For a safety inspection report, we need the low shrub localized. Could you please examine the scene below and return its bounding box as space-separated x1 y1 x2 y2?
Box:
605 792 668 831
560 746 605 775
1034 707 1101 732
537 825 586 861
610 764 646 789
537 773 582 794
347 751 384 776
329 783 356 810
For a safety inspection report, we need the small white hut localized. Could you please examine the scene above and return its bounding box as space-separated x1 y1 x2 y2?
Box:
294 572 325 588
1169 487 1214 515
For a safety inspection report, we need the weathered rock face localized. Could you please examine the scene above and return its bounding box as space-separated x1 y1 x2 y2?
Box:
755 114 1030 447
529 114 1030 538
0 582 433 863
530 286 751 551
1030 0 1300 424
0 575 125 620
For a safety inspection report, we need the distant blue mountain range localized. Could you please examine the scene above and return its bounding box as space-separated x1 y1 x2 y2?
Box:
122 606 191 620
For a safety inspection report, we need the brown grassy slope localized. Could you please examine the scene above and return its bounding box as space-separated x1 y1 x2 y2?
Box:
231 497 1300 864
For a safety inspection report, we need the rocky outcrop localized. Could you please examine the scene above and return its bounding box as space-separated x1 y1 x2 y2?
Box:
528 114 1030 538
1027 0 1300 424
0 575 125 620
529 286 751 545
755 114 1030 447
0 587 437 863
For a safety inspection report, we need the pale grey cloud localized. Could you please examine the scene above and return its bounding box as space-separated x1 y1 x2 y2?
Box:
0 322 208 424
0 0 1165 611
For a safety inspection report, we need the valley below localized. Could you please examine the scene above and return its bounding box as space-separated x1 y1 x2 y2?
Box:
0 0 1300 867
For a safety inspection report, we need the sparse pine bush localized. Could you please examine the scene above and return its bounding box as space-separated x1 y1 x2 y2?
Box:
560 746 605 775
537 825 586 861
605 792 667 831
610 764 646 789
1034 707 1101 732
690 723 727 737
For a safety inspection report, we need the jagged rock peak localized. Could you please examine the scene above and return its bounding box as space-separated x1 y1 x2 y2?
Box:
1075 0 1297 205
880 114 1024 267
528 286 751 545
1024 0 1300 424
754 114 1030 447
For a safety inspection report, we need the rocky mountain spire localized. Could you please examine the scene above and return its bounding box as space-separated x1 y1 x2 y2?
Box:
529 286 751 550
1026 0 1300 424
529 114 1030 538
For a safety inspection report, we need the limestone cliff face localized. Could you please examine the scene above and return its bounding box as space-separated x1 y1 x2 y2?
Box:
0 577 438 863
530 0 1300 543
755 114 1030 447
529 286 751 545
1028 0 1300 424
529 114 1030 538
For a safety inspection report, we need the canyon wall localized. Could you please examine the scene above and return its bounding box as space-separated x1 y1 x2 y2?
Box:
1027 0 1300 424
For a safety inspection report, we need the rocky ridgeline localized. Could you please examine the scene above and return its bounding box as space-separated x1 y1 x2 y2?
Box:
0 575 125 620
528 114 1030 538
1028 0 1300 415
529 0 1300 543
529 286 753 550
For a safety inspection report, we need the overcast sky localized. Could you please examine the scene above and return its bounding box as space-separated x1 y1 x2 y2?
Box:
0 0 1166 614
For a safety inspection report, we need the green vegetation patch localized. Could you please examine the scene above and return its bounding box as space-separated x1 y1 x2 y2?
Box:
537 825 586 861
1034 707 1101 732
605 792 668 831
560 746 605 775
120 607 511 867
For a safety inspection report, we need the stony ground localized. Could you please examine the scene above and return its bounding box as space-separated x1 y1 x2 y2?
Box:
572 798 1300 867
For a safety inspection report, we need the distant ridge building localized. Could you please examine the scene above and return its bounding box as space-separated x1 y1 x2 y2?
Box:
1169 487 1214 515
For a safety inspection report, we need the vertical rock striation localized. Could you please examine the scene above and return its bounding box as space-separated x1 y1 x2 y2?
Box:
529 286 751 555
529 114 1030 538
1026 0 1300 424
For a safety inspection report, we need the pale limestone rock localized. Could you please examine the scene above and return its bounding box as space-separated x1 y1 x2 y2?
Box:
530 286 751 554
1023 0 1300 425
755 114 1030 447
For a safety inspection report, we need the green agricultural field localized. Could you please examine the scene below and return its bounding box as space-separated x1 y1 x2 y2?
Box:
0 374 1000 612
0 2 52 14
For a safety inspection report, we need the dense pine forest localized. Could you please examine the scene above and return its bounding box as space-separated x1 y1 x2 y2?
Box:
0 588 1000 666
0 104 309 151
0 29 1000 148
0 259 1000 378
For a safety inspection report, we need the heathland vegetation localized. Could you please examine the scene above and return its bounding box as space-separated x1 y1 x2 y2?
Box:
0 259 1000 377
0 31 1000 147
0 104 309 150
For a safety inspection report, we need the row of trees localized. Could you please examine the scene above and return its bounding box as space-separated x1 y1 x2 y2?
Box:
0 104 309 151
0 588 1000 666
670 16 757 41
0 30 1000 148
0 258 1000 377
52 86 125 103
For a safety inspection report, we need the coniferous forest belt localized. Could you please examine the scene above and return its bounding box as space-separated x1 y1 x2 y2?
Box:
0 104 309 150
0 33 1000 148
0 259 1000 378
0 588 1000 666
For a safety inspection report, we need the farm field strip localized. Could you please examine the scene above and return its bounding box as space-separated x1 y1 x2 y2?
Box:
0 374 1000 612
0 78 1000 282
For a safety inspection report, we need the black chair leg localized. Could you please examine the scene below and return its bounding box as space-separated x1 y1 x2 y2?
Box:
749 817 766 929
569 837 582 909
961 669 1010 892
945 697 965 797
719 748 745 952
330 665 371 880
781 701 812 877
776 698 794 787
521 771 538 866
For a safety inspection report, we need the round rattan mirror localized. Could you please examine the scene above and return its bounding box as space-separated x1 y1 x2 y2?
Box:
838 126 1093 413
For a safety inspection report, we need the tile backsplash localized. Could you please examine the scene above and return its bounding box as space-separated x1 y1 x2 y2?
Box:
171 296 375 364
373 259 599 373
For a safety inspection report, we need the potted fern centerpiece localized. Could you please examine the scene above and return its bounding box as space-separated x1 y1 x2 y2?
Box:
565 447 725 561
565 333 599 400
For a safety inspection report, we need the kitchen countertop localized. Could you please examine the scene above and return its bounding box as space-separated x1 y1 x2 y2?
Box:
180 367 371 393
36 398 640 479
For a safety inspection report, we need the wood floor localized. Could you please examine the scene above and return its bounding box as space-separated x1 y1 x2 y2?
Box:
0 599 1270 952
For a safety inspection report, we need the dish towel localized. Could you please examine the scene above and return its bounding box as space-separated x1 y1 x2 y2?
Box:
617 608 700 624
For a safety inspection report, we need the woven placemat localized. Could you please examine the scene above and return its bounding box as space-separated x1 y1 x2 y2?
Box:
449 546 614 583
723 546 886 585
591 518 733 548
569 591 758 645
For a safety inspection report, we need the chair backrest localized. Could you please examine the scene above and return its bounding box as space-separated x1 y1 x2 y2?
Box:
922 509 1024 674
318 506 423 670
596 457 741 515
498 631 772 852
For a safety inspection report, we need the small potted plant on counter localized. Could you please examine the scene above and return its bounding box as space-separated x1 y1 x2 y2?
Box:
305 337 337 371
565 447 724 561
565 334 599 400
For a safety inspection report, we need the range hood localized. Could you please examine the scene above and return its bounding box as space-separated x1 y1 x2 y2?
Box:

+--

* The problem:
Copy out everything from the line containing "For a safety inspection report, we need the rocky ridgeline" down to the line containing "0 0 1166 614", shifting each bounding-box coordinate by -136 and leaving the rest of every line unchanged.

* Result of this task:
For a safety inspection report, we need the rocky ridgeline localized. Could you please examine the scene above and return its bounding box as space-separated x1 y1 x2 y2?
Box:
-136 439 -11 484
392 -22 894 402
892 -136 1164 279
393 -136 1164 407
393 150 617 414
For a safety inspection report, we need the overcast sky localized. Could you please examine the scene above and return its bounding box as space-separated x1 y1 x2 y2?
Box:
-136 -136 1030 478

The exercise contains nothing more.